(TASK LIST)
a) From the forum thread about the SUV17 rear dry box gas shock, reproduce word for word the part that opens with the words containing "The socket may" and closes with "as hatch supports?".
b) Pick up the forum thread about the SUV17 rear dry box gas shock where it stops and carry it further.

(PASSAGE SHOWN)
# SUV17 rear dry box gas shock



## Recidivists (May 9, 2011)

Has the clip come out? I'm getting my SUV soon, so I can't comment as to the specific shock. Had problems with the retaining clips for the ball socket becoming worn and failing with my truck topper. Easy replacement, but a better shock might be a wise investment.


----------



## topnative2 (Feb 22, 2009)

It is a plastic clip the knob slides into. I am hoping someone has a tried and true remedy!!!


----------



## Recidivists (May 9, 2011)

The socket may be a high density polyethylene but the clips are usually metal (open circle pushed around the shaft). Look around your rear dry box for remnant or full clip. It is a common problem for shocks, especially if there is torsion from even the minutest of improper angles of mounting, or flexing of mount material.


----------



## topnative2 (Feb 22, 2009)

The clip is plastic.I talked to Ankona awhile back and basically got--- yup it is a problem......

I am wondering if anyone has gone to the springs that are sold as hatch supports?


----------



## Recidivists (May 9, 2011)

Get yourself some QUALITY shocks from Bansbach at www.easylift.com.  Their North American office is in Melbourne.  Best shock I've ever used.  Powder coats or stainless are available.  Metal sockets and clips.

(EXTRACTED RECORDS)
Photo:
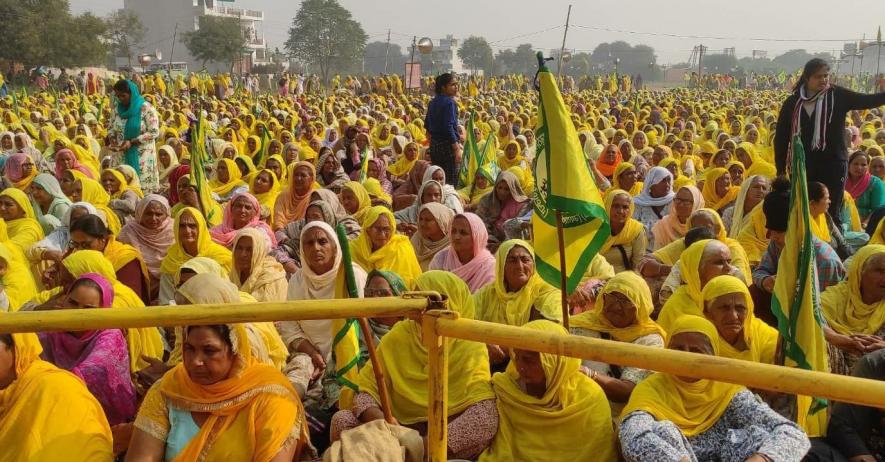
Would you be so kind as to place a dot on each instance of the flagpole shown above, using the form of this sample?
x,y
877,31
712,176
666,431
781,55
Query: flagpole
x,y
562,270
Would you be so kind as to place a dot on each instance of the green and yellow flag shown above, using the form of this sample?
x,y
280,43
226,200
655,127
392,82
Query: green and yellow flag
x,y
564,183
199,157
796,299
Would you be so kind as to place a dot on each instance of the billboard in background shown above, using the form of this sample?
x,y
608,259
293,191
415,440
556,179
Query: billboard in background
x,y
413,76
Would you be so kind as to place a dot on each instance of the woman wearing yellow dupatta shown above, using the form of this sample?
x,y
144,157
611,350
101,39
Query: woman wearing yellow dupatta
x,y
80,188
755,165
518,294
856,306
144,341
676,418
22,226
227,180
542,398
627,243
192,239
718,191
46,413
623,313
18,283
698,264
625,178
471,407
380,247
729,306
293,201
266,188
247,410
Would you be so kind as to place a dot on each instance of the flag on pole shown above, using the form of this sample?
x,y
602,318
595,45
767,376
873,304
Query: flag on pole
x,y
199,157
346,331
469,159
796,299
564,183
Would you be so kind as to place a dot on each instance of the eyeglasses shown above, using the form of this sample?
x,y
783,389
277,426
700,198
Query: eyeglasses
x,y
85,245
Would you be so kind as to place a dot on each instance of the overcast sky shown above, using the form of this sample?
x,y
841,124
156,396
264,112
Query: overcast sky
x,y
671,27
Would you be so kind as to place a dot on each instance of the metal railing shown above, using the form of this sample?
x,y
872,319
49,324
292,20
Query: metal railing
x,y
437,324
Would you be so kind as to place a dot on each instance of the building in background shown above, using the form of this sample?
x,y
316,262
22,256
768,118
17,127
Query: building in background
x,y
160,17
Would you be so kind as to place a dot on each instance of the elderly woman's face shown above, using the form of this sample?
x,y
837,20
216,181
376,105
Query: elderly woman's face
x,y
206,356
872,280
715,262
618,310
319,250
728,313
519,267
154,216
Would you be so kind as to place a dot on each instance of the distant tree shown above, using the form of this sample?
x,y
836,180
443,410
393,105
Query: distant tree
x,y
376,56
324,34
218,40
124,33
476,53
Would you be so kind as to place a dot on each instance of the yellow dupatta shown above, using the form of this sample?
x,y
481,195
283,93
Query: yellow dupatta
x,y
234,179
711,198
362,197
18,282
759,338
531,428
496,304
693,407
634,287
253,413
397,255
842,304
24,231
176,255
632,227
47,413
91,191
144,341
404,359
687,299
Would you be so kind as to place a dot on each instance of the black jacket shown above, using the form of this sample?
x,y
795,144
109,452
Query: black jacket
x,y
845,101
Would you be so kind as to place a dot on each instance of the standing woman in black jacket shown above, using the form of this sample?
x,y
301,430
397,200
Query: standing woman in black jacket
x,y
817,110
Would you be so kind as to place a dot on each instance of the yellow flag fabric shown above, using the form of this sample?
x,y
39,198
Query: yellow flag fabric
x,y
564,184
796,300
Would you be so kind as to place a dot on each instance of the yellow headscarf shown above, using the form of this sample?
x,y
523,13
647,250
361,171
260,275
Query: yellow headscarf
x,y
18,283
842,304
404,359
533,428
632,227
693,407
141,341
234,179
176,255
237,407
760,338
616,179
713,200
496,304
397,255
634,287
38,408
362,197
687,299
24,231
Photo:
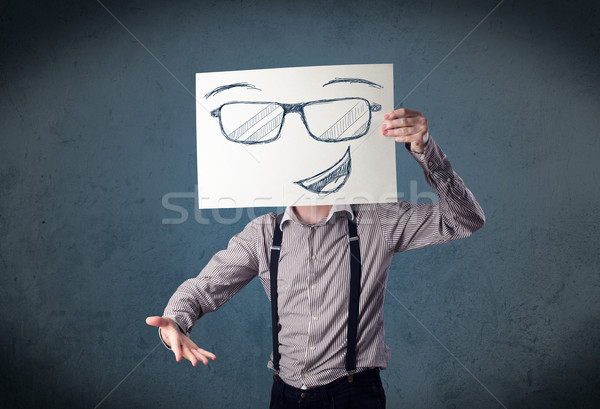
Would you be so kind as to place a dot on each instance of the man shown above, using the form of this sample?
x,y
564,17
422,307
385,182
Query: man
x,y
313,321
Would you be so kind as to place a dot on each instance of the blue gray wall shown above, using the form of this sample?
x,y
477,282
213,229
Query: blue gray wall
x,y
96,129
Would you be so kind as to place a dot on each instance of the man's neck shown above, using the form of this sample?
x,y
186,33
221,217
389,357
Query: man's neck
x,y
312,214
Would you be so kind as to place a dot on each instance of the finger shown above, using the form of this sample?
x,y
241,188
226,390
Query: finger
x,y
208,354
158,321
405,131
176,347
190,356
200,356
418,138
200,352
397,123
401,112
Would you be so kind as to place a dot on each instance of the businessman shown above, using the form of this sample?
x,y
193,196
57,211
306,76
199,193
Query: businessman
x,y
324,269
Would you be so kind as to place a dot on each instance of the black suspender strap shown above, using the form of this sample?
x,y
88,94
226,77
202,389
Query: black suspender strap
x,y
273,266
355,273
355,277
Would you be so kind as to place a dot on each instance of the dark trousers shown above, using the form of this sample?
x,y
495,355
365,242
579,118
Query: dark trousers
x,y
364,392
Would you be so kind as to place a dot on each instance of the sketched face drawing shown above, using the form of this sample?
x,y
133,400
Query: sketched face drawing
x,y
333,120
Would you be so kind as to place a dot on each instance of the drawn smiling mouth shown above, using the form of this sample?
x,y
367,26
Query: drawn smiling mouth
x,y
331,179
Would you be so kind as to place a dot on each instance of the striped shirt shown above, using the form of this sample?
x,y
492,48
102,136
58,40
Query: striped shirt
x,y
314,273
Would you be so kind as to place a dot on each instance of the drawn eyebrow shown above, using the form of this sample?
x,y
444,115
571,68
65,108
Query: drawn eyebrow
x,y
353,81
226,87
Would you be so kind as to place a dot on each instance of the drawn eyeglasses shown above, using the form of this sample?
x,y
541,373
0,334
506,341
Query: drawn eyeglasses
x,y
326,120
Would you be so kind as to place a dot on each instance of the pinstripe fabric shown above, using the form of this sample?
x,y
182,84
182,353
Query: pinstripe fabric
x,y
314,273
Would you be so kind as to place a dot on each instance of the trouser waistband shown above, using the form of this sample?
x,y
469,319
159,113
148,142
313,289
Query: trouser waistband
x,y
359,377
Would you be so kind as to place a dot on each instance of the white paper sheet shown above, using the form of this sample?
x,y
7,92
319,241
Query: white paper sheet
x,y
295,136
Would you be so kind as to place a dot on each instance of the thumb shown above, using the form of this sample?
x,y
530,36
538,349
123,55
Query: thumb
x,y
159,321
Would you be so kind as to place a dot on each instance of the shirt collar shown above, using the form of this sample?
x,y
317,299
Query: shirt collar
x,y
289,214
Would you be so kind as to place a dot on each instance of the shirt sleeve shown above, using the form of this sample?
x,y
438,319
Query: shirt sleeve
x,y
457,215
227,272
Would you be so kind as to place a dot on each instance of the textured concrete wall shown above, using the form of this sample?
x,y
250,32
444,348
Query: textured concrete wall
x,y
95,131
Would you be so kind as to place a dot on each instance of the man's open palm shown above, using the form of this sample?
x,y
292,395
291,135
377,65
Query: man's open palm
x,y
181,345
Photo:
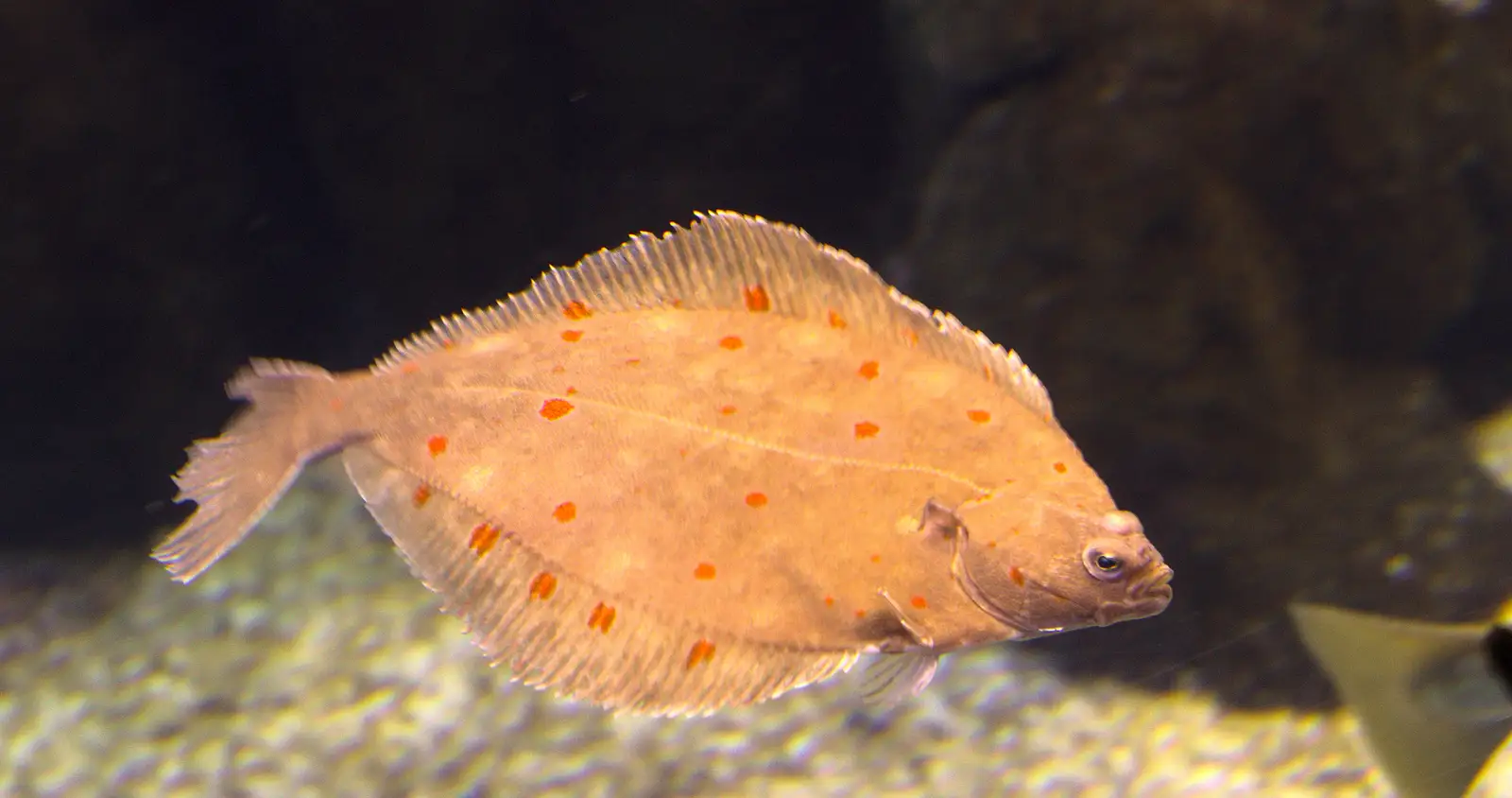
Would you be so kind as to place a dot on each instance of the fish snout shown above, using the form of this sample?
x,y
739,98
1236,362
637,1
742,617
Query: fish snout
x,y
1146,598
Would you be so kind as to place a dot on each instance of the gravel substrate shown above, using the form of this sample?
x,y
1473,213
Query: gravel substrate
x,y
309,662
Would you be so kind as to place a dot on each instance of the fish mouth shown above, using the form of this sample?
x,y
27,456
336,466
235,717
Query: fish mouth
x,y
1149,596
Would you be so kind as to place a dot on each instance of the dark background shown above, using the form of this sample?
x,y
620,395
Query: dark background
x,y
1259,252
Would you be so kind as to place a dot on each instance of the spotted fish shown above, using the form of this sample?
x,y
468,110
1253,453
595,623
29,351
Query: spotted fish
x,y
700,470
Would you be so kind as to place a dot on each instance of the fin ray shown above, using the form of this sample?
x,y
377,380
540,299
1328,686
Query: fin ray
x,y
1375,664
710,267
238,477
548,624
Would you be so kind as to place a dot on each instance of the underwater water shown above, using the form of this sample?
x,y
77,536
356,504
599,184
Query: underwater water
x,y
310,662
1260,254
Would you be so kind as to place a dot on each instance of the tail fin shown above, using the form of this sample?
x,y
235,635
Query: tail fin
x,y
1428,709
238,477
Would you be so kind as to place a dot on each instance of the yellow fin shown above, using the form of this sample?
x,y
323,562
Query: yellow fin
x,y
1380,666
556,628
718,263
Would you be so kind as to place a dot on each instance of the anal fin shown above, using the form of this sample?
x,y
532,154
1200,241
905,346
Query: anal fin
x,y
559,631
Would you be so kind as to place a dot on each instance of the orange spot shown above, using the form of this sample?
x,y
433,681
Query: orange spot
x,y
702,651
556,408
483,538
756,300
543,585
602,616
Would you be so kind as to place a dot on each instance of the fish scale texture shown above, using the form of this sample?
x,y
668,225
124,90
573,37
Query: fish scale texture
x,y
312,664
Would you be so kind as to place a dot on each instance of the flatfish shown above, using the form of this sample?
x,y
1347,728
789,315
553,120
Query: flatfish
x,y
700,470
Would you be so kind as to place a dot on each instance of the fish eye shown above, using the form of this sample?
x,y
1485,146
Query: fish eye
x,y
1108,560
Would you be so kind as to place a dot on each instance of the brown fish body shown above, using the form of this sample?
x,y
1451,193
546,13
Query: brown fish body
x,y
667,487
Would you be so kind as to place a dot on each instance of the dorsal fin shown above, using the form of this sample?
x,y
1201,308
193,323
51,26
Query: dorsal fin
x,y
720,263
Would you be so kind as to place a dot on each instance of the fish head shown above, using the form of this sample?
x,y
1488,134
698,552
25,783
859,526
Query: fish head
x,y
1056,565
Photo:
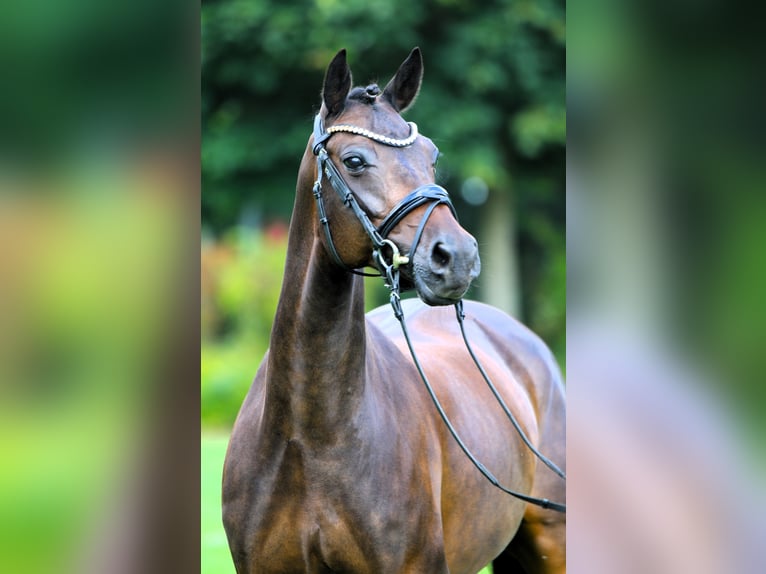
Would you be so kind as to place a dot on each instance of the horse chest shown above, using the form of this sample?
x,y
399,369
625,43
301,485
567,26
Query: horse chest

(PER-TASK ANSWERS)
a)
The socket may be a high density polyethylene but the clips are usually metal (open circle pushed around the shaft). Look around your rear dry box for remnant or full clip. It is a common problem for shocks, especially if there is torsion from even the minutest of improper angles of mounting, or flexing of mount material.


----------



## topnative2 (Feb 22, 2009)

The clip is plastic.I talked to Ankona awhile back and basically got--- yup it is a problem......

I am wondering if anyone has gone to the springs that are sold as hatch supports?

b)
P.S.: I don't think the springs will cushion the closing, just the opening of the hatch. Any 316 stainless socket with wire clips will be better than the nylon ones. You can just purchase the socket assemblies from Bansbach.


----------



## topnative2 (Feb 22, 2009)

excellent thanks for the info.


----------



## topnative2 (Feb 22, 2009)

I am going to ck w/ the shock manu. about getting new ends or different one---- be cheaper-I hope!

http://www.ameritoolmfg.com/store.asp?pid=11645&catid=19738


----------



## topnative2 (Feb 22, 2009)

stainlees replacement part for the plastic end cap is
EFSS-10H
Lewis Marine-stuart
772.286.2118
around $4
;D


----------



## Recidivists (May 9, 2011)

Yeah baby!


----------



## DavidIvey (Nov 26, 2011)

Thread noted for when mine fail.


----------



## paint it black (Nov 3, 2007)

I need to find a way to add shocks to my Copperhead hatches.... One of the things I wish came on them...

I know Mel didn't want to just drill through the hatch, like Maverick does on their skiffs...


----------



## topnative2 (Feb 22, 2009)

I just put on the replacement ss ends and they are outstanding--- much more in line w/ the quality of the SUV. I would suggest a liltle (dielectric) grease in the assembly. It is a simple ingenius system.
They look good to


----------



## topnative2 (Feb 22, 2009)

The new ends work great-no failures--totally secure.
I would just go ahead and replace the plastic ones and not worry about it --ever.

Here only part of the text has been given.